**Dataset entries**
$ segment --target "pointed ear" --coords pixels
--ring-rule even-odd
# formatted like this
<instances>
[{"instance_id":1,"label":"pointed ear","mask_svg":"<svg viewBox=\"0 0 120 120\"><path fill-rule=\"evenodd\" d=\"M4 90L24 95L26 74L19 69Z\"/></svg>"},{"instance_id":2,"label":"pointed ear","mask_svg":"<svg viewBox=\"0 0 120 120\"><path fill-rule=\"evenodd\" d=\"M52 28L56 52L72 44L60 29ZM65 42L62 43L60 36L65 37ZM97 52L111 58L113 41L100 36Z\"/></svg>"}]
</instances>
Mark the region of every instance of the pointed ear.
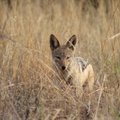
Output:
<instances>
[{"instance_id":1,"label":"pointed ear","mask_svg":"<svg viewBox=\"0 0 120 120\"><path fill-rule=\"evenodd\" d=\"M69 47L70 49L74 50L75 45L76 45L76 35L73 35L67 42L66 46Z\"/></svg>"},{"instance_id":2,"label":"pointed ear","mask_svg":"<svg viewBox=\"0 0 120 120\"><path fill-rule=\"evenodd\" d=\"M59 41L57 40L57 38L53 34L51 34L50 35L50 48L51 48L51 50L53 51L58 47L60 47Z\"/></svg>"}]
</instances>

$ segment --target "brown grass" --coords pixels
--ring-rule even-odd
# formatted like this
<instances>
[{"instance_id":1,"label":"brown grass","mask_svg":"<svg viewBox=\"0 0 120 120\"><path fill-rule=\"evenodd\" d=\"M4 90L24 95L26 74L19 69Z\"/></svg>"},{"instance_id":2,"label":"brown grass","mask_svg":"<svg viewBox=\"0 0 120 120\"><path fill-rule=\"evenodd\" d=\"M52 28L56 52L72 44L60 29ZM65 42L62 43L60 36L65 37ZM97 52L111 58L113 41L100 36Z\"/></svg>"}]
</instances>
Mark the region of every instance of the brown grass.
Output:
<instances>
[{"instance_id":1,"label":"brown grass","mask_svg":"<svg viewBox=\"0 0 120 120\"><path fill-rule=\"evenodd\" d=\"M51 33L63 43L76 34L93 92L77 97L54 72ZM119 0L0 0L0 120L119 120L119 38Z\"/></svg>"}]
</instances>

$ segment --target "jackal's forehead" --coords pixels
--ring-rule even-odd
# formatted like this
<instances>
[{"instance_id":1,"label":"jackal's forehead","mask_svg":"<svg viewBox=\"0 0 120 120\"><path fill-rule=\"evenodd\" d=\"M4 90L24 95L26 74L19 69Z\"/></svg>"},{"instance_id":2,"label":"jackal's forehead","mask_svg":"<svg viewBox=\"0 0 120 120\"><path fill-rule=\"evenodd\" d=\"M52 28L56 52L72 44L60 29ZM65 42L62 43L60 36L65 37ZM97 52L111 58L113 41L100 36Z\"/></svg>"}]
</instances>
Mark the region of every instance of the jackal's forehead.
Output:
<instances>
[{"instance_id":1,"label":"jackal's forehead","mask_svg":"<svg viewBox=\"0 0 120 120\"><path fill-rule=\"evenodd\" d=\"M73 50L67 48L66 46L61 46L53 51L53 55L66 57L66 56L73 56Z\"/></svg>"}]
</instances>

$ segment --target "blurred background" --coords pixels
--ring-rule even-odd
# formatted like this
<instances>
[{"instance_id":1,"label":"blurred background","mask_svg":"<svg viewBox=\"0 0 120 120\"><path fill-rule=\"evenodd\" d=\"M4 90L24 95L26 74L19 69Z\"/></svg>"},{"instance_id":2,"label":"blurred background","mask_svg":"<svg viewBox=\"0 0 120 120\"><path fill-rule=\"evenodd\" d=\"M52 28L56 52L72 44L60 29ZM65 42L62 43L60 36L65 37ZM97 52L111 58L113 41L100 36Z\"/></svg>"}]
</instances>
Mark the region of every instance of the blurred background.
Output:
<instances>
[{"instance_id":1,"label":"blurred background","mask_svg":"<svg viewBox=\"0 0 120 120\"><path fill-rule=\"evenodd\" d=\"M50 34L61 44L75 34L76 56L93 64L92 117L54 85ZM119 120L119 39L119 0L0 0L0 119Z\"/></svg>"}]
</instances>

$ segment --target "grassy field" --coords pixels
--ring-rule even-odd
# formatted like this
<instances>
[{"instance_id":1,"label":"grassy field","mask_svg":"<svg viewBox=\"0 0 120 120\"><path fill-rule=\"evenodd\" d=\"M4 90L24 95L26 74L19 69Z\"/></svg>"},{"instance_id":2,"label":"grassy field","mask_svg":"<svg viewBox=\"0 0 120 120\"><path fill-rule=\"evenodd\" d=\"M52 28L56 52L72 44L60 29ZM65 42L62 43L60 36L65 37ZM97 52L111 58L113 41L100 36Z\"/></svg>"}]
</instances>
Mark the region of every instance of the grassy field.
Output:
<instances>
[{"instance_id":1,"label":"grassy field","mask_svg":"<svg viewBox=\"0 0 120 120\"><path fill-rule=\"evenodd\" d=\"M50 34L77 36L93 92L77 97L52 69ZM119 39L119 0L0 0L0 120L120 120Z\"/></svg>"}]
</instances>

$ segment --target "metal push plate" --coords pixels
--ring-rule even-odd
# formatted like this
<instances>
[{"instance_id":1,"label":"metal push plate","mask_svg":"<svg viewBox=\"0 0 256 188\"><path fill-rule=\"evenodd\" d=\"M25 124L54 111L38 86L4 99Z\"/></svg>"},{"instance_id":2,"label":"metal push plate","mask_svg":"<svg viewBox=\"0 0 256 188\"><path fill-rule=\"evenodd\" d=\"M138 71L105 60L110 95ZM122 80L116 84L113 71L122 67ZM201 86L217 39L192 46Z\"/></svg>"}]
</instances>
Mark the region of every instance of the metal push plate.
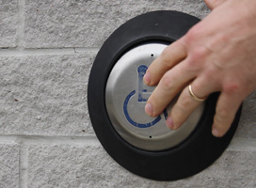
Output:
<instances>
[{"instance_id":1,"label":"metal push plate","mask_svg":"<svg viewBox=\"0 0 256 188\"><path fill-rule=\"evenodd\" d=\"M147 43L126 52L112 69L105 88L105 105L115 130L128 143L146 150L163 150L180 144L196 128L204 108L204 103L200 105L176 131L166 126L175 100L157 118L145 114L145 104L155 86L144 85L143 76L166 47Z\"/></svg>"}]
</instances>

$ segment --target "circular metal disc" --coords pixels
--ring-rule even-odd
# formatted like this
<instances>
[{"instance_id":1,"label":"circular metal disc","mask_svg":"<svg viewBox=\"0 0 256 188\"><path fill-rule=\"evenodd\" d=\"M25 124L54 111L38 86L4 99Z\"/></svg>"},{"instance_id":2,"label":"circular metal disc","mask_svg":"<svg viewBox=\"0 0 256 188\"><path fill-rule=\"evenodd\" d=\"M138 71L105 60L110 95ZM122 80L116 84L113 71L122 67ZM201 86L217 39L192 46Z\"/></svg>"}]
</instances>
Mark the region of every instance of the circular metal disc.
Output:
<instances>
[{"instance_id":1,"label":"circular metal disc","mask_svg":"<svg viewBox=\"0 0 256 188\"><path fill-rule=\"evenodd\" d=\"M212 134L218 93L211 94L175 132L165 125L173 103L158 118L144 113L154 89L142 82L147 68L165 44L182 38L198 22L177 11L139 15L106 39L93 63L88 87L93 129L107 153L136 175L175 180L197 174L222 154L235 133L241 107L223 137Z\"/></svg>"},{"instance_id":2,"label":"circular metal disc","mask_svg":"<svg viewBox=\"0 0 256 188\"><path fill-rule=\"evenodd\" d=\"M176 131L165 123L175 100L156 118L145 114L144 106L154 86L145 86L143 76L166 47L147 43L131 49L118 60L106 84L105 105L114 128L124 140L142 149L162 150L180 144L195 129L203 112L202 103Z\"/></svg>"}]
</instances>

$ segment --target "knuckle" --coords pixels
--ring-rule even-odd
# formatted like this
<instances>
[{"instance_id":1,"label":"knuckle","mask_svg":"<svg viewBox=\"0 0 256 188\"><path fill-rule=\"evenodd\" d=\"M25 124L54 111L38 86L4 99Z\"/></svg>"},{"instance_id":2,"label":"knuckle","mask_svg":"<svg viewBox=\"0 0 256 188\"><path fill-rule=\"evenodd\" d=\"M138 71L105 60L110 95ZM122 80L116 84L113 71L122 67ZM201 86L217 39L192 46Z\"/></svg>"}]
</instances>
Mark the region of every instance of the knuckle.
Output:
<instances>
[{"instance_id":1,"label":"knuckle","mask_svg":"<svg viewBox=\"0 0 256 188\"><path fill-rule=\"evenodd\" d=\"M197 24L188 30L187 34L185 35L184 41L187 45L189 45L191 42L197 39L199 36L200 36L200 28Z\"/></svg>"},{"instance_id":2,"label":"knuckle","mask_svg":"<svg viewBox=\"0 0 256 188\"><path fill-rule=\"evenodd\" d=\"M216 115L215 117L215 122L221 125L227 122L229 117L230 117L230 113L227 109L225 108L217 109Z\"/></svg>"},{"instance_id":3,"label":"knuckle","mask_svg":"<svg viewBox=\"0 0 256 188\"><path fill-rule=\"evenodd\" d=\"M241 90L241 86L236 81L230 81L228 83L223 84L223 92L232 95L238 93Z\"/></svg>"},{"instance_id":4,"label":"knuckle","mask_svg":"<svg viewBox=\"0 0 256 188\"><path fill-rule=\"evenodd\" d=\"M163 89L170 89L172 87L172 79L169 75L165 74L160 81L160 85Z\"/></svg>"}]
</instances>

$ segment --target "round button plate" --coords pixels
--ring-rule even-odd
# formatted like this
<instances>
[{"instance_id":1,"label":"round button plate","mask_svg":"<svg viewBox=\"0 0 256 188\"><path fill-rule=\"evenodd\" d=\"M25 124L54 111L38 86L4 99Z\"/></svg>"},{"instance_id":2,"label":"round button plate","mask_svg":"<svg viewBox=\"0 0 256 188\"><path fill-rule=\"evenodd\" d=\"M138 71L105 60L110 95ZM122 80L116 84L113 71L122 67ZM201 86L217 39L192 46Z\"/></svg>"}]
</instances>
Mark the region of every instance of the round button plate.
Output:
<instances>
[{"instance_id":1,"label":"round button plate","mask_svg":"<svg viewBox=\"0 0 256 188\"><path fill-rule=\"evenodd\" d=\"M198 22L177 11L139 15L105 40L93 63L88 87L93 129L107 153L136 175L176 180L197 174L222 154L235 133L241 107L223 137L212 134L218 93L207 98L195 117L183 125L184 131L165 127L165 114L173 104L159 118L144 113L153 90L141 81L147 67L164 44L179 39Z\"/></svg>"},{"instance_id":2,"label":"round button plate","mask_svg":"<svg viewBox=\"0 0 256 188\"><path fill-rule=\"evenodd\" d=\"M156 118L145 114L144 106L154 86L145 86L143 76L166 47L147 43L129 50L115 64L106 83L105 105L114 128L124 140L142 149L163 150L180 144L195 129L203 112L204 103L177 131L165 123L175 100Z\"/></svg>"}]
</instances>

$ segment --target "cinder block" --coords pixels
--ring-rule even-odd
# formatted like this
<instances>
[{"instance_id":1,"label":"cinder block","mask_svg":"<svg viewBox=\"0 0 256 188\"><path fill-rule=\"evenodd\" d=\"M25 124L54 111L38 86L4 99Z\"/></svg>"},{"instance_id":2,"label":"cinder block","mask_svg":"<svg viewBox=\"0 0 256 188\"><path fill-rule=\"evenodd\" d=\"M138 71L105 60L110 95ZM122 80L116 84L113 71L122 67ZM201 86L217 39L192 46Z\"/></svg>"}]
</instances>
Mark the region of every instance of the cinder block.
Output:
<instances>
[{"instance_id":1,"label":"cinder block","mask_svg":"<svg viewBox=\"0 0 256 188\"><path fill-rule=\"evenodd\" d=\"M29 187L255 187L256 152L226 151L212 166L177 181L137 177L114 162L100 146L32 145Z\"/></svg>"},{"instance_id":2,"label":"cinder block","mask_svg":"<svg viewBox=\"0 0 256 188\"><path fill-rule=\"evenodd\" d=\"M202 0L27 0L24 46L100 47L121 24L136 15L159 9L180 10L200 18L209 12Z\"/></svg>"},{"instance_id":3,"label":"cinder block","mask_svg":"<svg viewBox=\"0 0 256 188\"><path fill-rule=\"evenodd\" d=\"M19 151L16 144L0 144L0 187L19 187Z\"/></svg>"},{"instance_id":4,"label":"cinder block","mask_svg":"<svg viewBox=\"0 0 256 188\"><path fill-rule=\"evenodd\" d=\"M0 1L0 48L16 46L18 0Z\"/></svg>"},{"instance_id":5,"label":"cinder block","mask_svg":"<svg viewBox=\"0 0 256 188\"><path fill-rule=\"evenodd\" d=\"M93 133L87 87L94 56L0 57L0 133Z\"/></svg>"}]
</instances>

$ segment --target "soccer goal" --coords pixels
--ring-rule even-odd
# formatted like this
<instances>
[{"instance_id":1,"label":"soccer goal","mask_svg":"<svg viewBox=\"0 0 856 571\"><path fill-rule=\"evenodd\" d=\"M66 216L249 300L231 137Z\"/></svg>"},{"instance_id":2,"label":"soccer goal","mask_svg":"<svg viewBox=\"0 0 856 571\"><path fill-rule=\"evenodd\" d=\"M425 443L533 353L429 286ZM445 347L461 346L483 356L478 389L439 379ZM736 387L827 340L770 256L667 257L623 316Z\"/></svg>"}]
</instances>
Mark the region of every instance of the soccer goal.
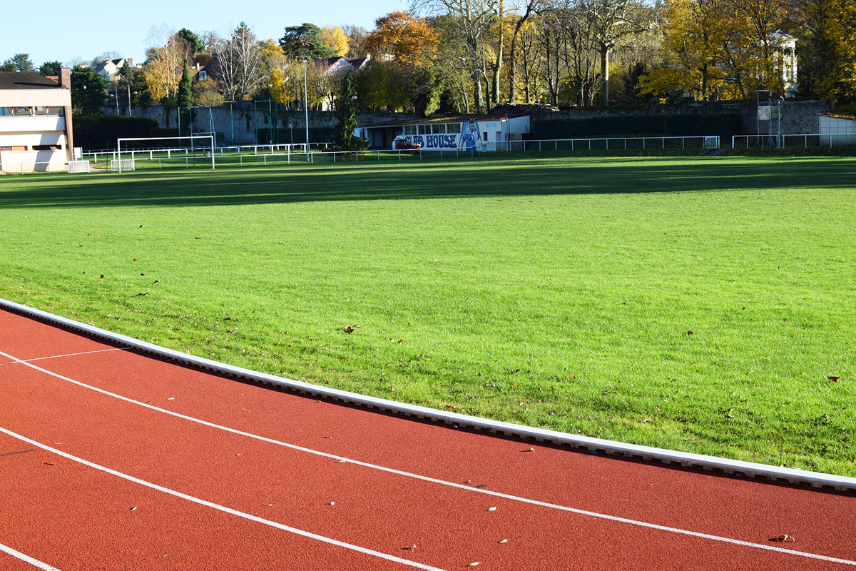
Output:
<instances>
[{"instance_id":1,"label":"soccer goal","mask_svg":"<svg viewBox=\"0 0 856 571\"><path fill-rule=\"evenodd\" d=\"M158 141L160 141L160 144L158 144ZM211 170L214 170L214 135L195 134L183 137L123 137L116 139L116 158L115 162L118 164L118 172L127 170L122 165L122 161L128 159L122 158L122 152L125 153L126 157L130 155L130 160L133 164L134 155L139 155L140 152L147 152L151 156L152 153L155 152L155 149L157 149L158 152L165 152L167 153L167 157L169 157L173 152L185 151L187 147L182 146L182 141L185 141L185 146L187 144L187 141L189 141L192 150L205 150L205 155L211 157ZM200 145L197 141L203 144ZM124 143L124 148L122 147L122 143Z\"/></svg>"}]
</instances>

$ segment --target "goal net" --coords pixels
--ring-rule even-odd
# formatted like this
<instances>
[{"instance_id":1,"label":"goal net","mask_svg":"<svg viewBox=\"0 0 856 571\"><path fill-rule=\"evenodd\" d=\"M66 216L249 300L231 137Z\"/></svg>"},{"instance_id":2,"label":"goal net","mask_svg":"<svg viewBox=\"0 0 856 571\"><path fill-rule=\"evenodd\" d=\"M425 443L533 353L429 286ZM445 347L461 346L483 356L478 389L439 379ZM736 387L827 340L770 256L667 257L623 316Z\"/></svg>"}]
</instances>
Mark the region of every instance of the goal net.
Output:
<instances>
[{"instance_id":1,"label":"goal net","mask_svg":"<svg viewBox=\"0 0 856 571\"><path fill-rule=\"evenodd\" d=\"M116 170L122 172L134 170L134 161L170 159L174 157L182 157L185 159L188 153L199 154L205 162L211 163L214 169L214 134L186 135L183 137L124 137L116 139ZM124 156L124 158L122 157ZM131 162L131 168L125 168L125 161Z\"/></svg>"}]
</instances>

**Work to do**
Pick out each line above that contains the word "region", and copy those lines in full.

**The response**
Mark the region of every instance of the pointed ear.
Mark the region of every instance of the brown grass.
Mark the region of every instance of the jackal's forehead.
Mark the region of every instance of the blurred background.
Mark the region of every instance of the grassy field.
Mark the region of every instance of the metal push plate.
Mark the region of every instance of the circular metal disc.
Mark the region of every instance of the knuckle.
Mark the region of every instance of the round button plate.
Mark the region of every instance of the cinder block.
Mark the region of every instance of the soccer goal.
Mark the region of every instance of the goal net.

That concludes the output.